# [WRITTEN REQUEST A]
Locate every line in the records that contains the string "white" and copy each one.

# [PASSAGE]
──────────────────────────────

Off-balance Sheet Financing Arrangements
As of March 31, 2022, we did not have any off-balance sheet arrangements as defined in Item 303(a)(4)(ii) of Regulation S-K.
Contractual Obligations
We do not have any long-term debt, capital lease obligations, operating lease obligations, purchase obligations or long-term liabilities, other than (i) an agreement to pay the Sponsor up to a maximum of $180,000 in the aggregate for office space, utilities and secretarial and administrative services, which administrative fees shall be paid on a monthly basis at $15,000 until the maximum fee is reached, or if earlier, until the consummation of our Business Combination or our liquidation, and (ii) a Working Capital Loan which has advances of $333,849 outstanding as of May 16, 2022.
Critical Accounting Policies and Estimates
The preparation of condensed financial statements and related disclosures in conformity with accounting principles generally accepted in the United States of America requires management to make estimates and assumptions that affect the reported amounts of assets and liabilities, disclosure of contingent assets and liabilities at the date of the financial statements, and income and expenses during the periods reported. Actual results could materially differ from those estimates. We have identified the following critical accounting policies:
Class A ordinary shares subject to possible redemption
The Company accounts for its Class A ordinary shares subject to possible redemption in accordance with the guidance enumerated in ASC 480 “Distinguishing Liabilities from Equity.” Ordinary shares subject to mandatory redemption are classified as a liability instrument and are measured at fair value. Conditionally redeemable ordinary shares (including ordinary shares that feature redemption rights that are either within the control of the holder or subject to redemption upon the occurrence of uncertain events not solely within the Company’s control) are classified as temporary equity. At all other times, ordinary shares are classified as shareholders’ equity. The Company’s Class A ordinary shares feature certain redemption rights that are considered by the Company to be outside of the Company’s control and subject to the occurrence of uncertain future events.

──────────────────────────────

# [RAW RECORDS]

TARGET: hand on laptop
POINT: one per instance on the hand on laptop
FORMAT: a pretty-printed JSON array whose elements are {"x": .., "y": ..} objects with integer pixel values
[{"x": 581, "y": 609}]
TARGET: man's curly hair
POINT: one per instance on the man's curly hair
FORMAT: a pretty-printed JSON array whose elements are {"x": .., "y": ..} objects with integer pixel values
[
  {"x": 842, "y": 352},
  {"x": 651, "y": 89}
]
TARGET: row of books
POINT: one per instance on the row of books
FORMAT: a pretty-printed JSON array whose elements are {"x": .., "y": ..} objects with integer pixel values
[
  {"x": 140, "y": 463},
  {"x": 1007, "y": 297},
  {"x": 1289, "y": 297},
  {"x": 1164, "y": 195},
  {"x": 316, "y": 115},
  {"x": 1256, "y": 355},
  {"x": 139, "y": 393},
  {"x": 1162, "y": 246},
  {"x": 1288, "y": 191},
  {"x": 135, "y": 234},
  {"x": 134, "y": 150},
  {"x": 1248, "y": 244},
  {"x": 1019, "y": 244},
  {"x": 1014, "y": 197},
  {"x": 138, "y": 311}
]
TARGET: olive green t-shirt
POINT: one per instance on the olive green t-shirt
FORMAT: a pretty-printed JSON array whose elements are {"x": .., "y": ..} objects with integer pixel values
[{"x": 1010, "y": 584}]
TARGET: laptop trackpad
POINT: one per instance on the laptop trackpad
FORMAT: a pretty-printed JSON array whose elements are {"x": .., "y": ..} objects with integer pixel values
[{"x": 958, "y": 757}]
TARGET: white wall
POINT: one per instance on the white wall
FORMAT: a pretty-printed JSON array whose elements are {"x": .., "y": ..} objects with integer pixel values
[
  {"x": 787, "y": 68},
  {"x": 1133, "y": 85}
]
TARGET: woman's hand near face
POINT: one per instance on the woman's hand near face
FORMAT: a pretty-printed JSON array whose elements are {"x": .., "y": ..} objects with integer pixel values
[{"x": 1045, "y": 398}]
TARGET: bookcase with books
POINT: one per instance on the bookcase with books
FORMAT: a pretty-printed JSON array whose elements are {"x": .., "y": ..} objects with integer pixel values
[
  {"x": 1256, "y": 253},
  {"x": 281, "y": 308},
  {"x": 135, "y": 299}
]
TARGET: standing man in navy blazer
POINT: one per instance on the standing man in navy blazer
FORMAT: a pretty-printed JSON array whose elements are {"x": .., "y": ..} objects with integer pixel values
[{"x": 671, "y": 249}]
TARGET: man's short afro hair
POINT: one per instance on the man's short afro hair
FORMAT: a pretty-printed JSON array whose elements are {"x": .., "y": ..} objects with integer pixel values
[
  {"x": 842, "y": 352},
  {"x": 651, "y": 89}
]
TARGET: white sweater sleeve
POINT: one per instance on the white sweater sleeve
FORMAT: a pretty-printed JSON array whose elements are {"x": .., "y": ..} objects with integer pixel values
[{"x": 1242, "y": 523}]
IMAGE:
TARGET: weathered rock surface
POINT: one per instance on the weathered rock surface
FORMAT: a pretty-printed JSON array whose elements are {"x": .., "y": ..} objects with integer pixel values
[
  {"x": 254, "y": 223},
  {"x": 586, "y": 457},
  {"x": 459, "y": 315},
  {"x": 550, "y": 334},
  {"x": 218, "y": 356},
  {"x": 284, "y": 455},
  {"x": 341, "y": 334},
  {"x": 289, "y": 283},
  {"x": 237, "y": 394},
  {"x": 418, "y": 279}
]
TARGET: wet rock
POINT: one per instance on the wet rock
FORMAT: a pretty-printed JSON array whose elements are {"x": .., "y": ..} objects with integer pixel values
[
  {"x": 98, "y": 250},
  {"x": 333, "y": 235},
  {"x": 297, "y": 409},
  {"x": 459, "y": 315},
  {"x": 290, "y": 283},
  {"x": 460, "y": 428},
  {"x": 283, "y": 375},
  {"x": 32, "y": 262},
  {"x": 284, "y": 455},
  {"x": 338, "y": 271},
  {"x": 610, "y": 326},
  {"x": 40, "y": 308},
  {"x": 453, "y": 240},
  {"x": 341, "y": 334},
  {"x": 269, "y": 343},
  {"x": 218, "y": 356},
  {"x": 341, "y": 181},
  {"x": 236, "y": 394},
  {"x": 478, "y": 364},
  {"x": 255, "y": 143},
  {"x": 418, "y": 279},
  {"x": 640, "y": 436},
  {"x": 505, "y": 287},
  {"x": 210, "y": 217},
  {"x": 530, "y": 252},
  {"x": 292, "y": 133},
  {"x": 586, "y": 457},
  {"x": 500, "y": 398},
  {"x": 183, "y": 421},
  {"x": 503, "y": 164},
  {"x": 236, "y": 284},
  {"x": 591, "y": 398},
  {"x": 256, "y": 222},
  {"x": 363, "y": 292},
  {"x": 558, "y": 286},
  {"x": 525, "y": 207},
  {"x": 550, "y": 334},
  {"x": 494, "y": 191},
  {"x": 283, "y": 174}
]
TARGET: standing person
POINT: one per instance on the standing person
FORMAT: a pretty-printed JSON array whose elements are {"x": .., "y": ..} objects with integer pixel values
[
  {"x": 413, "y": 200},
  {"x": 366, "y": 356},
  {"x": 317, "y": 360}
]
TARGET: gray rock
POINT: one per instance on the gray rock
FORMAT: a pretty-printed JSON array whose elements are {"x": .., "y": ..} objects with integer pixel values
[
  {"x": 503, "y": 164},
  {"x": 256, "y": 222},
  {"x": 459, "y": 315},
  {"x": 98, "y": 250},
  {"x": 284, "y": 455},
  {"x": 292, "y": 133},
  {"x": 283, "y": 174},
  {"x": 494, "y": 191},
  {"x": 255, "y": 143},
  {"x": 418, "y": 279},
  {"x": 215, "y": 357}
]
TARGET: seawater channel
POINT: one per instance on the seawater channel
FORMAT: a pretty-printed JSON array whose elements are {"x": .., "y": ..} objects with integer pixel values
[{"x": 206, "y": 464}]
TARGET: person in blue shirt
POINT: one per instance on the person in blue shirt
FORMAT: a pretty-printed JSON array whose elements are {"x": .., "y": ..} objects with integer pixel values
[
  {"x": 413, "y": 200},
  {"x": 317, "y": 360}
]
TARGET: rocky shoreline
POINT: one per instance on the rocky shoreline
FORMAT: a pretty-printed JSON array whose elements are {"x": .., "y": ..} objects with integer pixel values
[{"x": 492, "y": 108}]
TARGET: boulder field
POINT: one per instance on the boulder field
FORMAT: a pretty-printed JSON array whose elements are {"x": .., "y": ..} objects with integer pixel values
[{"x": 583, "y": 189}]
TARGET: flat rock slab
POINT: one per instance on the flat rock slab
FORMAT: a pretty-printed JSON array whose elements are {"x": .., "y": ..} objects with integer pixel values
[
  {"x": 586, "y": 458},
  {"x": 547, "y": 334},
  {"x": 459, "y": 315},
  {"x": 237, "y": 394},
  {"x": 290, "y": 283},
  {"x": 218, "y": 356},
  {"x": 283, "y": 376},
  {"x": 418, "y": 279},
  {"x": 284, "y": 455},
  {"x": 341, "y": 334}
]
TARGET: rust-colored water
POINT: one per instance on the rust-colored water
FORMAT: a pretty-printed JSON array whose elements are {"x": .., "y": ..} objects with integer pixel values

──────────────────────────────

# [WRITTEN REQUEST B]
Why does the financial disclosure above say that management must make estimates and assumptions?

# [COMPLETE ANSWER A]
TARGET: white wall
POINT: one per instance on the white wall
TARGET: white sweater sleeve
POINT: one per instance on the white sweater sleeve

# [COMPLETE ANSWER B]
Preparing condensed financial statements and related disclosures in conformity with accounting principles generally accepted in the United States of America requires it. These estimates and assumptions affect the reported amounts of assets and liabilities and the disclosure of contingent assets and liabilities at the date of the financial statements. They also affect income and expenses during the periods reported.